- Exercise directions: Taking the line that contains "point per instance: white entry" as the first, copy exactly every line through the last line of the records, and nothing else.

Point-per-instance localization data
------------------------------------------------
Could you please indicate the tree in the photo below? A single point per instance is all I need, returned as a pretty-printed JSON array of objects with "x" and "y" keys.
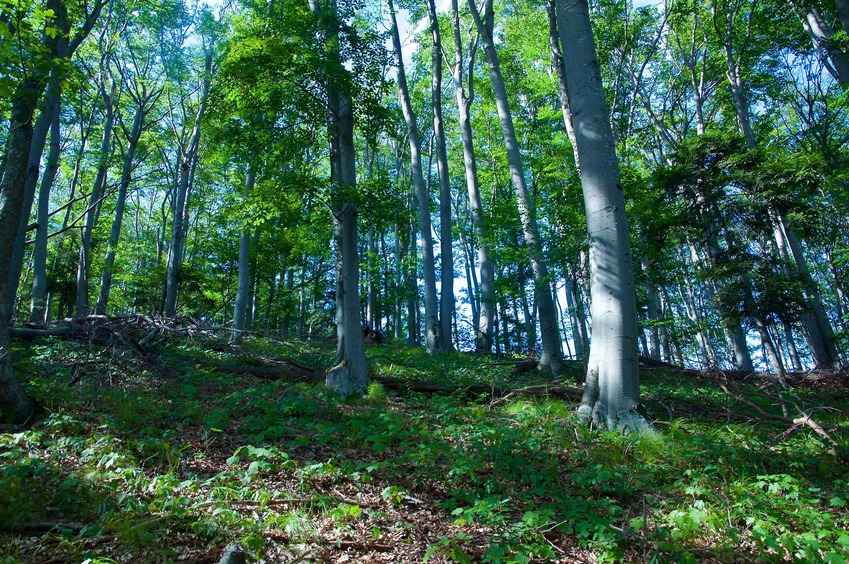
[
  {"x": 48, "y": 54},
  {"x": 433, "y": 334},
  {"x": 612, "y": 393},
  {"x": 552, "y": 353}
]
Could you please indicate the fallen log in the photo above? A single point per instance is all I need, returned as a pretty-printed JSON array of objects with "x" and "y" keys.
[
  {"x": 496, "y": 392},
  {"x": 29, "y": 334}
]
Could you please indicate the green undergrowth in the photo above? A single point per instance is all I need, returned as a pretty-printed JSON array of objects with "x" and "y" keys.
[{"x": 173, "y": 458}]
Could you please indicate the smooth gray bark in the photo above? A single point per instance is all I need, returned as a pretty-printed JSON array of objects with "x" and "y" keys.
[
  {"x": 446, "y": 247},
  {"x": 91, "y": 216},
  {"x": 36, "y": 150},
  {"x": 432, "y": 327},
  {"x": 38, "y": 311},
  {"x": 612, "y": 392},
  {"x": 552, "y": 351},
  {"x": 120, "y": 203},
  {"x": 842, "y": 9},
  {"x": 821, "y": 34},
  {"x": 176, "y": 249},
  {"x": 14, "y": 404},
  {"x": 350, "y": 375},
  {"x": 817, "y": 325},
  {"x": 244, "y": 283},
  {"x": 486, "y": 312},
  {"x": 723, "y": 20}
]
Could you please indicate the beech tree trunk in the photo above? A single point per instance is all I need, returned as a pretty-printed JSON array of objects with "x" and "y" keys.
[
  {"x": 36, "y": 149},
  {"x": 446, "y": 247},
  {"x": 176, "y": 249},
  {"x": 612, "y": 392},
  {"x": 91, "y": 216},
  {"x": 244, "y": 285},
  {"x": 350, "y": 375},
  {"x": 14, "y": 404},
  {"x": 120, "y": 203},
  {"x": 432, "y": 327},
  {"x": 486, "y": 312},
  {"x": 38, "y": 311},
  {"x": 552, "y": 351}
]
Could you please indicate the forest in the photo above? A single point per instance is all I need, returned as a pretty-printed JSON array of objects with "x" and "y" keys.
[{"x": 496, "y": 281}]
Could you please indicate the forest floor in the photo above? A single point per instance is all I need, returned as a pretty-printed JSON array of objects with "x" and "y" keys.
[{"x": 155, "y": 448}]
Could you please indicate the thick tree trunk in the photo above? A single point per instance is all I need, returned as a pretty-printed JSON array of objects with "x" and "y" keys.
[
  {"x": 817, "y": 325},
  {"x": 91, "y": 216},
  {"x": 38, "y": 311},
  {"x": 120, "y": 203},
  {"x": 176, "y": 249},
  {"x": 579, "y": 328},
  {"x": 244, "y": 284},
  {"x": 612, "y": 394},
  {"x": 14, "y": 404},
  {"x": 446, "y": 247},
  {"x": 432, "y": 327},
  {"x": 552, "y": 352},
  {"x": 350, "y": 375},
  {"x": 652, "y": 312},
  {"x": 486, "y": 312},
  {"x": 36, "y": 149}
]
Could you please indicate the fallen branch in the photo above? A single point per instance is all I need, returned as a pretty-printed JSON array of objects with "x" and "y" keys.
[
  {"x": 429, "y": 387},
  {"x": 835, "y": 448},
  {"x": 41, "y": 527}
]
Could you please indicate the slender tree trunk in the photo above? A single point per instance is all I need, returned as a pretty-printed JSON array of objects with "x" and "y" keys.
[
  {"x": 552, "y": 353},
  {"x": 178, "y": 232},
  {"x": 612, "y": 392},
  {"x": 446, "y": 247},
  {"x": 38, "y": 311},
  {"x": 817, "y": 324},
  {"x": 243, "y": 290},
  {"x": 398, "y": 280},
  {"x": 578, "y": 324},
  {"x": 14, "y": 404},
  {"x": 120, "y": 203},
  {"x": 771, "y": 351},
  {"x": 792, "y": 352},
  {"x": 432, "y": 327},
  {"x": 483, "y": 336},
  {"x": 36, "y": 150},
  {"x": 652, "y": 311},
  {"x": 350, "y": 375},
  {"x": 821, "y": 34},
  {"x": 84, "y": 266}
]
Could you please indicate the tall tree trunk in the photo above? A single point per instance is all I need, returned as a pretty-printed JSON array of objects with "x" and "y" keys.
[
  {"x": 612, "y": 393},
  {"x": 38, "y": 312},
  {"x": 577, "y": 321},
  {"x": 14, "y": 404},
  {"x": 652, "y": 312},
  {"x": 244, "y": 284},
  {"x": 552, "y": 352},
  {"x": 350, "y": 375},
  {"x": 483, "y": 337},
  {"x": 178, "y": 230},
  {"x": 120, "y": 203},
  {"x": 399, "y": 273},
  {"x": 432, "y": 327},
  {"x": 91, "y": 215},
  {"x": 36, "y": 149},
  {"x": 446, "y": 295}
]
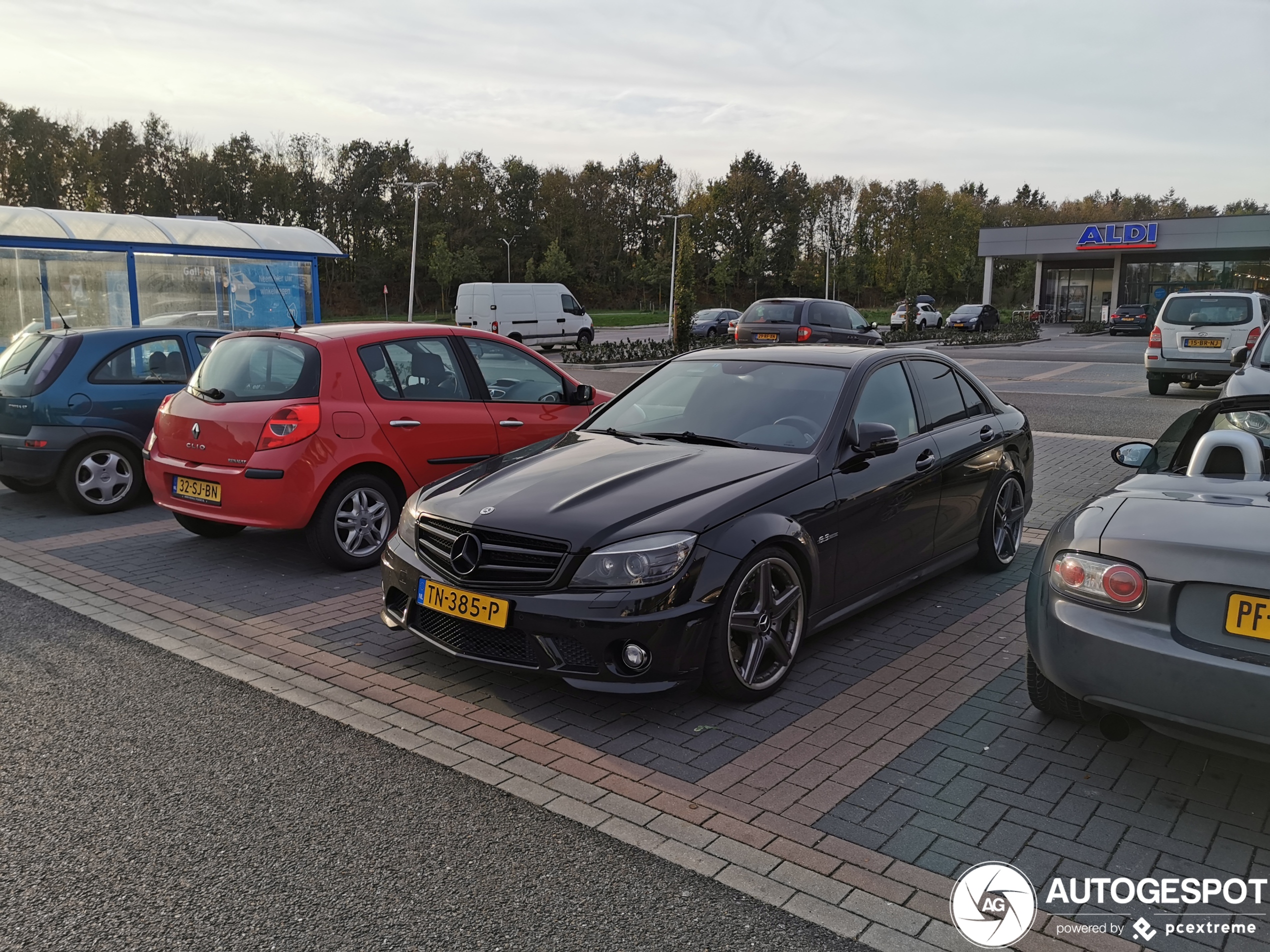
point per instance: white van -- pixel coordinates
(534, 314)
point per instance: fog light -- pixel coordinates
(636, 657)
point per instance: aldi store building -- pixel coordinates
(1084, 268)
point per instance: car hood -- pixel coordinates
(591, 489)
(1190, 528)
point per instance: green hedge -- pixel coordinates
(628, 351)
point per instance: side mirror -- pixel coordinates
(1130, 455)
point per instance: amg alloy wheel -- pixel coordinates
(1002, 526)
(758, 638)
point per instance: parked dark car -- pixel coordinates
(76, 408)
(1152, 600)
(974, 318)
(705, 522)
(803, 320)
(1130, 319)
(713, 323)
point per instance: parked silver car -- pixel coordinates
(1152, 601)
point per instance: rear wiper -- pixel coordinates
(688, 437)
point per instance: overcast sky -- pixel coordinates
(1068, 97)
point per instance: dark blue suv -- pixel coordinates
(76, 408)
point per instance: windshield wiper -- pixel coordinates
(688, 437)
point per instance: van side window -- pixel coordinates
(149, 362)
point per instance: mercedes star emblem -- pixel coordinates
(465, 554)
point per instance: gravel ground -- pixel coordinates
(150, 804)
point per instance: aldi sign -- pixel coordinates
(1118, 238)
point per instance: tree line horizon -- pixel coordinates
(756, 231)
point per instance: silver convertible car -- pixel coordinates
(1152, 600)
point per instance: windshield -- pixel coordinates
(768, 405)
(1208, 310)
(239, 370)
(772, 313)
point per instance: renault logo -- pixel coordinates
(465, 554)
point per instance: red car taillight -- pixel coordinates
(290, 426)
(1099, 581)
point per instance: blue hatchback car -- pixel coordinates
(76, 408)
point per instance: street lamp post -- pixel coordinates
(510, 255)
(675, 252)
(414, 243)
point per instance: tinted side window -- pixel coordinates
(942, 398)
(974, 403)
(888, 399)
(514, 376)
(149, 362)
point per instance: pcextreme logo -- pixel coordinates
(994, 906)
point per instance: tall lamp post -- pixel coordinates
(510, 255)
(675, 250)
(414, 243)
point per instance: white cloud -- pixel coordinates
(1138, 94)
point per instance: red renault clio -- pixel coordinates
(330, 427)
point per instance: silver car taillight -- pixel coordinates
(1102, 582)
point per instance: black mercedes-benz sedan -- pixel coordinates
(710, 518)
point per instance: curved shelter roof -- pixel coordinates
(90, 230)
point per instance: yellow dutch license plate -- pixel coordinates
(1249, 616)
(464, 605)
(196, 490)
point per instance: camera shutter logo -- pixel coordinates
(994, 904)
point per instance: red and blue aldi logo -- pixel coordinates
(1118, 238)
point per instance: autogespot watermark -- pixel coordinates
(995, 904)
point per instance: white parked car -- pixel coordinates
(534, 314)
(1196, 332)
(926, 316)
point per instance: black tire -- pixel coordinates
(354, 521)
(102, 476)
(208, 528)
(1002, 528)
(776, 650)
(24, 487)
(1052, 700)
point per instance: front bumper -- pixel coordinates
(1132, 663)
(572, 635)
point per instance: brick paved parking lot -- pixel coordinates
(901, 752)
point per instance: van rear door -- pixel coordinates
(518, 316)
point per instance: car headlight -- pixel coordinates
(1102, 582)
(639, 561)
(408, 523)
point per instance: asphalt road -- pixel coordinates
(1066, 384)
(150, 804)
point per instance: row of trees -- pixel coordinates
(758, 230)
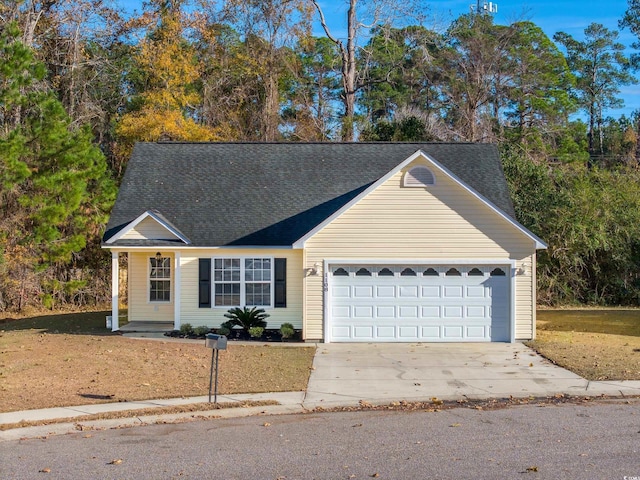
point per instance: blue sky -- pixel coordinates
(570, 16)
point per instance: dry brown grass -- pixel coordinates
(595, 344)
(63, 360)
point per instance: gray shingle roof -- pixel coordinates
(274, 193)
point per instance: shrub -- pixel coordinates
(201, 331)
(225, 328)
(256, 332)
(186, 329)
(287, 330)
(247, 318)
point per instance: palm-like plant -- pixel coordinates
(247, 318)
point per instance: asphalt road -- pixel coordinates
(593, 441)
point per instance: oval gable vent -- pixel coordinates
(419, 177)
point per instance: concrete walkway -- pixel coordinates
(345, 374)
(383, 372)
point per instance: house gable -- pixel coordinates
(149, 226)
(420, 161)
(274, 194)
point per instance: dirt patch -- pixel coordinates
(74, 360)
(597, 345)
(188, 408)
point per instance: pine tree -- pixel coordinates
(55, 190)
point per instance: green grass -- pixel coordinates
(595, 344)
(88, 323)
(612, 322)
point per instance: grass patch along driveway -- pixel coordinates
(595, 344)
(71, 359)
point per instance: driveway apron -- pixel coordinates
(345, 373)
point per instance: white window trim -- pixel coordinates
(170, 280)
(242, 282)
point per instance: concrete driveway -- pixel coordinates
(383, 372)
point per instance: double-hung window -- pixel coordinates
(242, 282)
(160, 279)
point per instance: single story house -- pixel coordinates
(349, 242)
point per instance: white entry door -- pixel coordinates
(408, 303)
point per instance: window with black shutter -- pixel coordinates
(204, 282)
(280, 283)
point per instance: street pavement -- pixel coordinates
(583, 440)
(348, 374)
------------------------------------------------
- Answer to this exercise:
point per instance: white entry door -- pixel coordinates
(408, 303)
point per instance: window with black shutter -- pixel coordinates
(204, 282)
(280, 283)
point per instance: street pavement -- pixel coordinates
(583, 440)
(348, 374)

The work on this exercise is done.